**INSTRUCTION 1:** Please condense the paragraph of the Calico issue below that starts with "I am trying to upgrade Calico" into a short bulleted list that keeps its main facts.

**SOURCE DOCUMENT:**
Calico: Installing Calico 3.6 in Kubernetes results in error in calico-kube-controllers

Created on 7 May 2019 · 20Comments · Source: projectcalico/calico

I am trying to upgrade Calico in my k8s cluster from 3.3 to 3.6. To upgrade, I delete the previously created resources and create new ones. The pod calico-kube-controllers is stuck in ContainerCreating, so none of the calico-node pods start.

Expected Behavior

Calico pods described in the used manifest are created and start running.

Current Behavior

Calico-kube-controllers does not exit the ContainerCreating state.
kubectl describe pod shows this error:
Failed create pod sandbox: rpc error: code = Unknown desc = [failed to set up sandbox container "4a3c5993de2bb25bb59c33f55a1ea65f2584980c83c4704ebde6af5bec3e09b5" network for pod "calico-kube-controllers-5cbcccc885-nddnj": NetworkPlugin cni failed to set up pod "calico-kube-controllers-5cbcccc885-nddnj_kube-system" network: error getting ClusterInformation: connection is unauthorized: Unauthorized, failed to clean up sandbox container "4a3c5993de2bb25bb59c33f55a1ea65f2584980c83c4704ebde6af5bec3e09b5" network for pod "calico-kube-controllers-5cbcccc885-nddnj": NetworkPlugin cni failed to teardown pod "calico-kube-controllers-5cbcccc885-nddnj_kube-system" network: error getting ClusterInformation: connection is unauthorized: Unauthorized]

Possible Solution

I am able to upgrade all the way to 3.5, which is the last version without calico-kube-controllers, so I assume there is something going on with this new addition?

**GIVEN RECORDS:**
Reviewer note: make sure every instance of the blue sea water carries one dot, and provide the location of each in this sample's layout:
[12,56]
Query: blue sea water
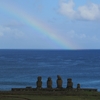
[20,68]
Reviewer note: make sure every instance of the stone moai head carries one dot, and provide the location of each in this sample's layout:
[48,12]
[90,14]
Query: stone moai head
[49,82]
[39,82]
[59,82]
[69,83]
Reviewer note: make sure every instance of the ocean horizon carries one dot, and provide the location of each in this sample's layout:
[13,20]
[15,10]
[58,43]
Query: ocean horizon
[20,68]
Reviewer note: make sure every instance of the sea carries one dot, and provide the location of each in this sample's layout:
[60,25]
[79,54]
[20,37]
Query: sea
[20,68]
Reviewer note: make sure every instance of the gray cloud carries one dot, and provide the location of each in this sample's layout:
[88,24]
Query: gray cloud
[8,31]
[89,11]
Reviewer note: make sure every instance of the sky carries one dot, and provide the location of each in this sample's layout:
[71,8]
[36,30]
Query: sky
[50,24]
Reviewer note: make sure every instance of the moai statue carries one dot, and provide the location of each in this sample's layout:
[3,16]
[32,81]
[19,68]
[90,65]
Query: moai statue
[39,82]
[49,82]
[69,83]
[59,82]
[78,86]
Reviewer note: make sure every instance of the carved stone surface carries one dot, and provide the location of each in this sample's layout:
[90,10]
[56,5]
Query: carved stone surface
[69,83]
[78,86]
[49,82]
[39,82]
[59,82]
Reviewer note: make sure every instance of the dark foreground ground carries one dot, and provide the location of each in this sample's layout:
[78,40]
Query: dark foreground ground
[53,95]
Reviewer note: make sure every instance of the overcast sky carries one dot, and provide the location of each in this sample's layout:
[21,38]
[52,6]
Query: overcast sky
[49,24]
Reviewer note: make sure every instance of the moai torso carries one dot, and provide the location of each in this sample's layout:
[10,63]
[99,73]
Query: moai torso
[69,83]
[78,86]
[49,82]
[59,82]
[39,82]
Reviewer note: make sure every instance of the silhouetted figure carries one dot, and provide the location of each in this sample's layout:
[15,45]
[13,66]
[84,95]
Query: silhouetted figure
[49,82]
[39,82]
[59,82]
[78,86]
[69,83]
* * *
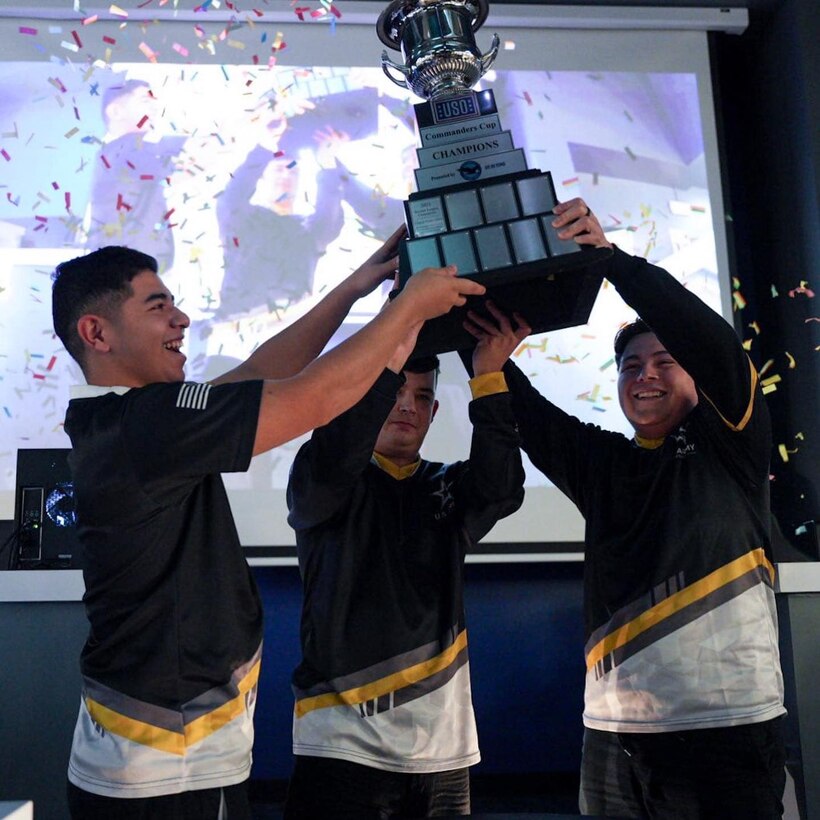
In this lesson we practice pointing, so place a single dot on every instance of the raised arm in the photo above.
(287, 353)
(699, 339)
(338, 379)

**INSTRUCTION 2:** Return each line of the listing above that contains the string "ocean". Case counts.

**TASK ANSWER 1:**
- Goal: upgrade Calico in a k8s cluster from 3.3 to 3.6.
- Method: delete the previously created resources, then create new ones.
- Problem: the calico-kube-controllers pod is stuck in ContainerCreating.
- Result: none of the calico-node pods start.

**TASK ANSWER 2:**
Reviewer note: make sure every instance of the ocean horizon carries one dot, and provide the location of each in this sample's layout:
Query: ocean horizon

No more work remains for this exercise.